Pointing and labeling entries
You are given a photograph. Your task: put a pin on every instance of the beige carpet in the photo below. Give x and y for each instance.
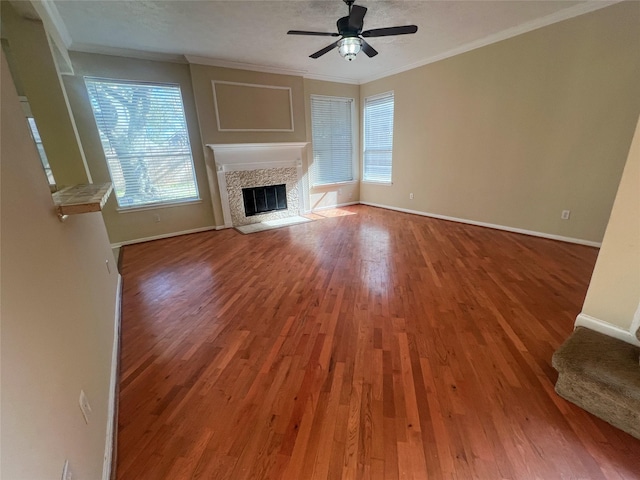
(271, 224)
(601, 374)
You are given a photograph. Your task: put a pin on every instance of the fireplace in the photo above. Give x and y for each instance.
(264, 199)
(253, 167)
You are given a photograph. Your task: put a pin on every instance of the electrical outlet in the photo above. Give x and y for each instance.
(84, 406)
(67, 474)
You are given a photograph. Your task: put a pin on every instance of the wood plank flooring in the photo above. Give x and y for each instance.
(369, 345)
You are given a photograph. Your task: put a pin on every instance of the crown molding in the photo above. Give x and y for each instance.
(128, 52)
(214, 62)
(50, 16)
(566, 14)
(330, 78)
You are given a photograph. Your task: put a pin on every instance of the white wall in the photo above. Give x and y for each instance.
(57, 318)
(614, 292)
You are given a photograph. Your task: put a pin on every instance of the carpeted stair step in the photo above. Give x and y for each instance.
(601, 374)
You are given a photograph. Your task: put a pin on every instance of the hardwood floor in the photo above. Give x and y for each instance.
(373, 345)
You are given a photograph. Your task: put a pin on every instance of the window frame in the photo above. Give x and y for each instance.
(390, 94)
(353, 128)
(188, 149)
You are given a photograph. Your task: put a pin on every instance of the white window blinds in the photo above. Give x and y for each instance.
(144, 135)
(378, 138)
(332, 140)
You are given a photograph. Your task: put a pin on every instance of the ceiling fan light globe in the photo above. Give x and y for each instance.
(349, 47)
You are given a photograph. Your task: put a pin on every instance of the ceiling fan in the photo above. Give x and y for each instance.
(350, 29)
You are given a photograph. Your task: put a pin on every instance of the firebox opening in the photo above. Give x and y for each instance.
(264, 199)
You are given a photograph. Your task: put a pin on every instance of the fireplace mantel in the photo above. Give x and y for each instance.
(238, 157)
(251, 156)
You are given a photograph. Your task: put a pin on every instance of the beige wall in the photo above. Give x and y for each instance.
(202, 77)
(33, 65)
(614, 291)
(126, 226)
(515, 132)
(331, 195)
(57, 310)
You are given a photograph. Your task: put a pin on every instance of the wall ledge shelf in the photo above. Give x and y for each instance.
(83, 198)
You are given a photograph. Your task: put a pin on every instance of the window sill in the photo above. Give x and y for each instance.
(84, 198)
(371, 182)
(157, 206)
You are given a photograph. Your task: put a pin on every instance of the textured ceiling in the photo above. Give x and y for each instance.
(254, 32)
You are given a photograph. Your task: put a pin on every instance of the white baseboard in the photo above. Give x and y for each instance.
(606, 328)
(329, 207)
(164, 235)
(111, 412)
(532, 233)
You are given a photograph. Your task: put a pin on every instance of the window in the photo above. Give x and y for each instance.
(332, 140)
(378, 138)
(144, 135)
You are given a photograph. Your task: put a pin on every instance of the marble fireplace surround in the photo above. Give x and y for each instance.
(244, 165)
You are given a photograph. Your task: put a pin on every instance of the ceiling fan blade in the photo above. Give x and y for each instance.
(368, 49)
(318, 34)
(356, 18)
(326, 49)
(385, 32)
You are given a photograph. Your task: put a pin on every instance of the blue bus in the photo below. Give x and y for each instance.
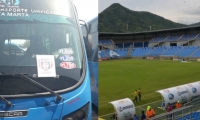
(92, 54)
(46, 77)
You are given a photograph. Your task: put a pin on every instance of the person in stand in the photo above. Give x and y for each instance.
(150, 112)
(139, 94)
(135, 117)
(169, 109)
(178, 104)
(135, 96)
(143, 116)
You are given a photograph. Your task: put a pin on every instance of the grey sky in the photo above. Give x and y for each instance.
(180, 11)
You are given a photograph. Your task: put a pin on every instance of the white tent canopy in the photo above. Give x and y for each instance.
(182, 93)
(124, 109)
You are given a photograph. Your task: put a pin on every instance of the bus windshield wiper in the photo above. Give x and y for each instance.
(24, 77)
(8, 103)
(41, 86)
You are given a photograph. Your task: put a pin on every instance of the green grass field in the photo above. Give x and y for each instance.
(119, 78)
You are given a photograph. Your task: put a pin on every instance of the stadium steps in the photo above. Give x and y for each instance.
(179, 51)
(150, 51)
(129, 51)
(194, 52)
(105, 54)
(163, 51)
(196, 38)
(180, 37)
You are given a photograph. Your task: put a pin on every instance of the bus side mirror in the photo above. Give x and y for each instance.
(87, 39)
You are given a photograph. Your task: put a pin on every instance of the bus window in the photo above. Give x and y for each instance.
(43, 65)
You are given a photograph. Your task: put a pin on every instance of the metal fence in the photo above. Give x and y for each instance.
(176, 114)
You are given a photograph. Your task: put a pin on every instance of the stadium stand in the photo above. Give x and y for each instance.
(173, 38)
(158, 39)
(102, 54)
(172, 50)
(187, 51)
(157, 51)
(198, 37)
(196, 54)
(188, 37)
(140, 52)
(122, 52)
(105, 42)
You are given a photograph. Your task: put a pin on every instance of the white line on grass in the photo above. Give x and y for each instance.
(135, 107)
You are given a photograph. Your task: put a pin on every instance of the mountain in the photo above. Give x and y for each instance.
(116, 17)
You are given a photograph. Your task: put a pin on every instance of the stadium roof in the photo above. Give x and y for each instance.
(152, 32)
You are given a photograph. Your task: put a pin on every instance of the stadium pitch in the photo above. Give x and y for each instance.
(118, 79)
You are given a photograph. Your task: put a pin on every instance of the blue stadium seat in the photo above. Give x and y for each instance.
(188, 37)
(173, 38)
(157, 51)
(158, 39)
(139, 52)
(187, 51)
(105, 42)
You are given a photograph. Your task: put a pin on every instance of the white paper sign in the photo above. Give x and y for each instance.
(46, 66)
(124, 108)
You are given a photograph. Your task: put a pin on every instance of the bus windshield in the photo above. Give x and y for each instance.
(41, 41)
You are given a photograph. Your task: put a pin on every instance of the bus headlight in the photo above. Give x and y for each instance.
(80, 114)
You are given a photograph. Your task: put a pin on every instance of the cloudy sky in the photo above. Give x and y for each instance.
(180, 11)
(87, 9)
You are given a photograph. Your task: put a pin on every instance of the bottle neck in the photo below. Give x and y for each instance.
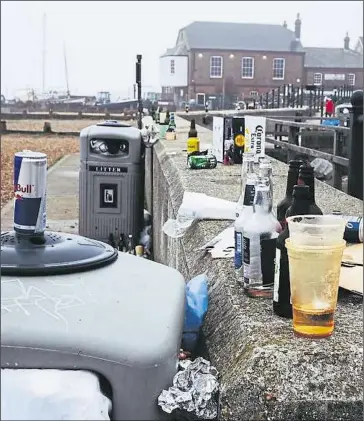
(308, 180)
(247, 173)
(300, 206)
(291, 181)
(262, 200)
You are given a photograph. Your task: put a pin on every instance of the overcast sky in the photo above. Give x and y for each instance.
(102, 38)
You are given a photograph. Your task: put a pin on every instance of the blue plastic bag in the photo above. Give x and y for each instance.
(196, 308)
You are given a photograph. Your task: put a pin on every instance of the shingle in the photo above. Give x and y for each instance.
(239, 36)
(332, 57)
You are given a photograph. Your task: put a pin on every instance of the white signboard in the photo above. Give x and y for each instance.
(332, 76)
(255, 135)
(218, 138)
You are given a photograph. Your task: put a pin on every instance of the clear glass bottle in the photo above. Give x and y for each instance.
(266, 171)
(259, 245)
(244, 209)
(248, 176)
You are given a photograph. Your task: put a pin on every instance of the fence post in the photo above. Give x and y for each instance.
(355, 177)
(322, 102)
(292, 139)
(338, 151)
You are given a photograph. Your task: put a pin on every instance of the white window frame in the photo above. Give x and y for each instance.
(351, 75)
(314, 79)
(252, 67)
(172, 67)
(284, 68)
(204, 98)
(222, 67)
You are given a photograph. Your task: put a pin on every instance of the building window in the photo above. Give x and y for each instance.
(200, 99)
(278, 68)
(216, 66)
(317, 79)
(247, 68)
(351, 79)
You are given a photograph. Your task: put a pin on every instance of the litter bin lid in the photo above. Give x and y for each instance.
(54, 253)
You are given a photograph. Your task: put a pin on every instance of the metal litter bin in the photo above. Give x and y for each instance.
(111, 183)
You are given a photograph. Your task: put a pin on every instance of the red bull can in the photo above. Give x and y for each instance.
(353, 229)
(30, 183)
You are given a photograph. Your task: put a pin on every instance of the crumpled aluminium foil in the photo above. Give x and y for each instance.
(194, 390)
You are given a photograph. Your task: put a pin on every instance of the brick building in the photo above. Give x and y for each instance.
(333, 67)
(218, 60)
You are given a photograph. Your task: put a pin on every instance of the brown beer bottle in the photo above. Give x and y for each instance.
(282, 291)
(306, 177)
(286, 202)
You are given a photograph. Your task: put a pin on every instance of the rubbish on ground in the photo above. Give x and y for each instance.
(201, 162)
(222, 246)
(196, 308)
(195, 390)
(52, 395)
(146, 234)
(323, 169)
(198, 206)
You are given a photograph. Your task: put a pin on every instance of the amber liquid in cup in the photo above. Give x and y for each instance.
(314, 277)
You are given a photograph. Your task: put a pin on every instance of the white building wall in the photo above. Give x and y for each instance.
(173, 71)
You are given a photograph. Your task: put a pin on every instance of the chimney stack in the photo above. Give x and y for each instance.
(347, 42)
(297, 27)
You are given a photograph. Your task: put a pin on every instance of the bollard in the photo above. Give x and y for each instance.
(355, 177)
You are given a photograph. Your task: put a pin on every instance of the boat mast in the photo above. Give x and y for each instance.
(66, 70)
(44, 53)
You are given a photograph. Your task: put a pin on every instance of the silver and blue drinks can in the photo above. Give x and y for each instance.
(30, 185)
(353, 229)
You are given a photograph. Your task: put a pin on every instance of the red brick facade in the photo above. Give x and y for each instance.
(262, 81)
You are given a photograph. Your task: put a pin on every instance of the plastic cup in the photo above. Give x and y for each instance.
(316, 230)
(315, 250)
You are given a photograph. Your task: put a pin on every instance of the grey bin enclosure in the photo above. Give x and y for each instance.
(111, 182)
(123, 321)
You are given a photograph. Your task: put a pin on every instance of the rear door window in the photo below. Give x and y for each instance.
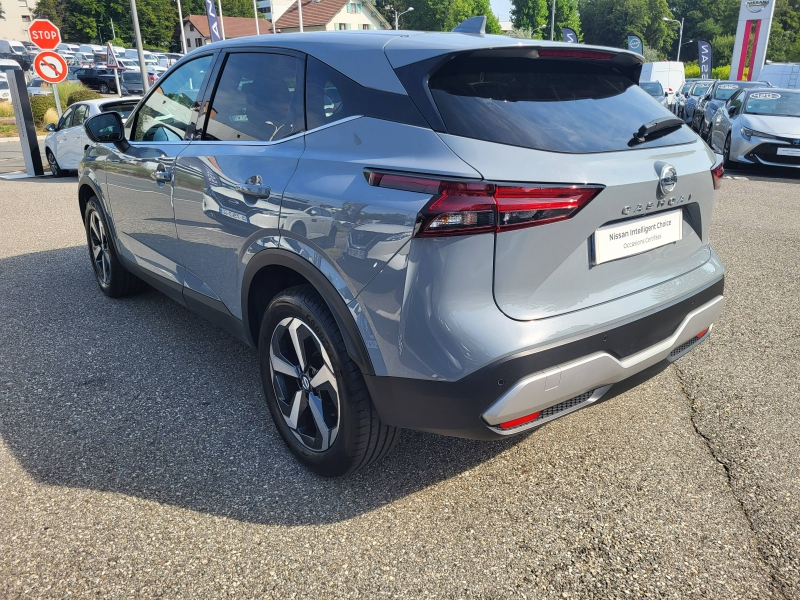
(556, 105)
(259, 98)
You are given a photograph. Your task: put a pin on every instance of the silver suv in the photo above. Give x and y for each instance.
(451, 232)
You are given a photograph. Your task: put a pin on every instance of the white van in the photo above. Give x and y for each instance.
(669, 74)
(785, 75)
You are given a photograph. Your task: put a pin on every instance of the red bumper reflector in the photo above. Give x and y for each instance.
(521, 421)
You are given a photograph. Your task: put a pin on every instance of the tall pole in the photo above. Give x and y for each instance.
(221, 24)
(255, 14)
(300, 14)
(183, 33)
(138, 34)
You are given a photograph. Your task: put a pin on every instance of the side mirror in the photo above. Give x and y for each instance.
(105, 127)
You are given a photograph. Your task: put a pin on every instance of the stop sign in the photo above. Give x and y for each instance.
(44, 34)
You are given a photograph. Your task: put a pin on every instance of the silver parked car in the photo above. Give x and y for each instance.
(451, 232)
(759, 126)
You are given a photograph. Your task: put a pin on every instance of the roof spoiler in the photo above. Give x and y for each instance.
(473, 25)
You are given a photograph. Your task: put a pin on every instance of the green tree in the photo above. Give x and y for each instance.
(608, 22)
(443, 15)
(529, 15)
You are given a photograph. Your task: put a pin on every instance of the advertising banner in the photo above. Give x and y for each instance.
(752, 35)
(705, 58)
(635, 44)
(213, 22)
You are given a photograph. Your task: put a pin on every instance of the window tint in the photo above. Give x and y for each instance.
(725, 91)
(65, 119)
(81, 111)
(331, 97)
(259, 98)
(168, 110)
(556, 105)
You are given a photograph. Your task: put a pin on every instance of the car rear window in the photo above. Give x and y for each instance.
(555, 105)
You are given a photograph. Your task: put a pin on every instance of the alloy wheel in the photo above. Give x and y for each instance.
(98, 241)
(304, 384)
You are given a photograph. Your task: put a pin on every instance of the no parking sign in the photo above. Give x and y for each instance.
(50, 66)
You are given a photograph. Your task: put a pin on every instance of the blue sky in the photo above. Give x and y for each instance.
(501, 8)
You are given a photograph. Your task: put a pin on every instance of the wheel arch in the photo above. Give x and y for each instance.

Directions for this task
Update the rows from the line containing "of the alloy" through the end of the rows, replacing "put a pin on" with "place a marker on". Leave everything else in those lines unchanged.

Task output
You are given a photograph. Your task: place a marker on every instance of the alloy wheel in the photo above. Give x and y for each instance.
(98, 241)
(304, 384)
You are given a photograph. Your task: place a marker on every instance of the no parking sign in the photo above. Give x and y for each instance.
(50, 66)
You are given a photograph. Your task: place a marker on every instance of the blue sky in the photo above. Give x and y for each instance.
(501, 8)
You are given a photograph. Your task: place a marker on every instance of the wheel arch in the photo above. Give x and y for each instance.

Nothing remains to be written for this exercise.